This is not a bad approach, but probably not where I'm headed. The rub for me is "who will verify and maintain the list of known good drivers" - it's an awfully restrictive model for a general OS. Either each administrator must have the time and knowledge to review and perform driver validation (which is error prone, also) - often this degrades to "try it and see" approach, which tends to allow problems arising from subtle interactions and infrequent "misbehaviors" to creep into the system. I do think, though, that this is a very good way to go for an embedded project and/or a hobby OS, or if the OS developer wants to take on the "official" task of authorizing / validating drivers.

More thoughts on system stability...
Of course, the kernel / scheduler would reserve the PIT interrupt. It may be necessary to have the kernel reserve other "dangerous" interrupts (such as APIC timer) to avoid a destabilizing "flood" of interrupts (intentional or otherwise).

-=-=-

◆ **WHAT THIS EXERCISE ASKS**:
**1)** Answer these questions from the post about drivers and system stability above:
(a) What does administrator-run driver validation often degrade to?
(b) Which interrupt would the kernel / scheduler reserve?
(c) What example is given of another "dangerous" interrupt?
**2)** From the post about drivers and system stability, reproduce the part that opens with the words containing "More thoughts on" and closes with "(intentional or otherwise).".

◆ **Image outline annotation entries**:
-=-=-

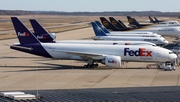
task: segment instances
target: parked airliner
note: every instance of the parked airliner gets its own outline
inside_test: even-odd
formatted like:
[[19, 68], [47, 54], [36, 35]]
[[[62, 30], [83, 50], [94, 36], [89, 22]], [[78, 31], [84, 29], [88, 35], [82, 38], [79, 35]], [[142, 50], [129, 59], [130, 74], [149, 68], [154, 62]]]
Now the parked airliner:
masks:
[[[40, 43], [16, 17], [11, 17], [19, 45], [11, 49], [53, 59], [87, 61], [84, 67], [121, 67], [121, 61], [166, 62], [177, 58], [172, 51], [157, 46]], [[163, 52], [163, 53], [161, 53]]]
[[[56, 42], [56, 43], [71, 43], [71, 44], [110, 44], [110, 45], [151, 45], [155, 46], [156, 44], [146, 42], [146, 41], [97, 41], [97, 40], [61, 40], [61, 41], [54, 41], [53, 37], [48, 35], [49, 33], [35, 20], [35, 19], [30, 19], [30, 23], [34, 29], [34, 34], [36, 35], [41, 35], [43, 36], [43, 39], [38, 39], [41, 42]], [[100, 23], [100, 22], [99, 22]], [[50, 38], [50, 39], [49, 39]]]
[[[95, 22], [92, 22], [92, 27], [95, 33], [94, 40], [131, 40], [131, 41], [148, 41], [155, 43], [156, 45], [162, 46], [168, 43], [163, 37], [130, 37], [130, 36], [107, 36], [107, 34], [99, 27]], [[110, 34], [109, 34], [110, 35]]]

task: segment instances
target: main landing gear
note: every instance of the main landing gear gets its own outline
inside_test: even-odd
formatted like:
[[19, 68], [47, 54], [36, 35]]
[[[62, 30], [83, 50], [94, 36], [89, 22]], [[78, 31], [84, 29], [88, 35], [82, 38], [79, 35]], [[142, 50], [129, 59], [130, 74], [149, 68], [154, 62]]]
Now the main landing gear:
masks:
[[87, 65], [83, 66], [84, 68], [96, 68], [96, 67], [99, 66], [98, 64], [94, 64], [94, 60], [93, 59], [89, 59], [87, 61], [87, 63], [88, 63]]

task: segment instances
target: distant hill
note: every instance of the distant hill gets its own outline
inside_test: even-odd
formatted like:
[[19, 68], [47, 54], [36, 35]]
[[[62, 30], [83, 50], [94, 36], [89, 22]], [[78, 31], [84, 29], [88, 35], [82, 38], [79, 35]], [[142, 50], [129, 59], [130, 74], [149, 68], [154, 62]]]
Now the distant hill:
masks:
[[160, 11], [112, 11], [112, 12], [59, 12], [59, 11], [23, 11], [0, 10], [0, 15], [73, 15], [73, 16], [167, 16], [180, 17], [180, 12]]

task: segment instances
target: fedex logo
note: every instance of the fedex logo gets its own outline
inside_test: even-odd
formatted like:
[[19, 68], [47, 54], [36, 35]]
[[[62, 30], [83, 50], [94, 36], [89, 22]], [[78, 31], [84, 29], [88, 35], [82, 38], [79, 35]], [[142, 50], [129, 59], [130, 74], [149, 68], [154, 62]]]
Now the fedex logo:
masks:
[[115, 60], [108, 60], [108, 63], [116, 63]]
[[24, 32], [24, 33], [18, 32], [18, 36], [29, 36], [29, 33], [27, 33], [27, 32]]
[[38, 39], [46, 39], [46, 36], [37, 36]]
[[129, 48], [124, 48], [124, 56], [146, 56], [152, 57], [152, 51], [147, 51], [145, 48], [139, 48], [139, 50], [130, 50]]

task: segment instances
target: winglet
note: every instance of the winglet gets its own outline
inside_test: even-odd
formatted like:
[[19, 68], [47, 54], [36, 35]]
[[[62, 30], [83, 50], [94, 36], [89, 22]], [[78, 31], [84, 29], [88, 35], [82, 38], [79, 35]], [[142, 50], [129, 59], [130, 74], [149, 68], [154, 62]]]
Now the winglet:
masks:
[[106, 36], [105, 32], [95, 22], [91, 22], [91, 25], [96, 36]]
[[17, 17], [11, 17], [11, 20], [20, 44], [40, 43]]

-=-=-

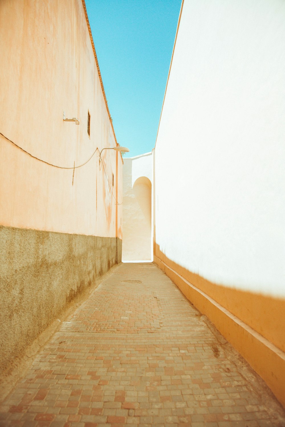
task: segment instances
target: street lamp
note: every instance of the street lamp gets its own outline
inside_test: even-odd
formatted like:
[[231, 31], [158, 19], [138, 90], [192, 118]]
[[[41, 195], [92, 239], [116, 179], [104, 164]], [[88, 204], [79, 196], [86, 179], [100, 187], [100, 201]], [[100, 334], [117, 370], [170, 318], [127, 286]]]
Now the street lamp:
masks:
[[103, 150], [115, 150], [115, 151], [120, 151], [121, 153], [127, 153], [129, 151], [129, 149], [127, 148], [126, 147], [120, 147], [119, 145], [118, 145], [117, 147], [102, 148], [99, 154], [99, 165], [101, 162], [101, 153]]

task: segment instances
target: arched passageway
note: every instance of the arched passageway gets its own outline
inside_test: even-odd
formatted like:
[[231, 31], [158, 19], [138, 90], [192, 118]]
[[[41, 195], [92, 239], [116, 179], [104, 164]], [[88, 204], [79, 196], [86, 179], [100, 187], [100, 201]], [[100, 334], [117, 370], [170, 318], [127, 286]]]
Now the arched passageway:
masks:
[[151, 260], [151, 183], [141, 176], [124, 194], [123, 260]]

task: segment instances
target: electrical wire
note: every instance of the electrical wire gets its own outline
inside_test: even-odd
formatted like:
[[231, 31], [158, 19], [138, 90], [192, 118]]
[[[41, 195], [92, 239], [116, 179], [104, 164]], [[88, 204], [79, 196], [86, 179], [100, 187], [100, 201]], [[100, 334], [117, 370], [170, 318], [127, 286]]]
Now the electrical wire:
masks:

-=-=-

◆ **SOLVED TASKS**:
**1)**
(a) A "try it and see" approach.
(b) The PIT interrupt.
(c) The APIC timer.

**2)**
More thoughts on system stability...
Of course, the kernel / scheduler would reserve the PIT interrupt. It may be necessary to have the kernel reserve other "dangerous" interrupts (such as APIC timer) to avoid a destabilizing "flood" of interrupts (intentional or otherwise).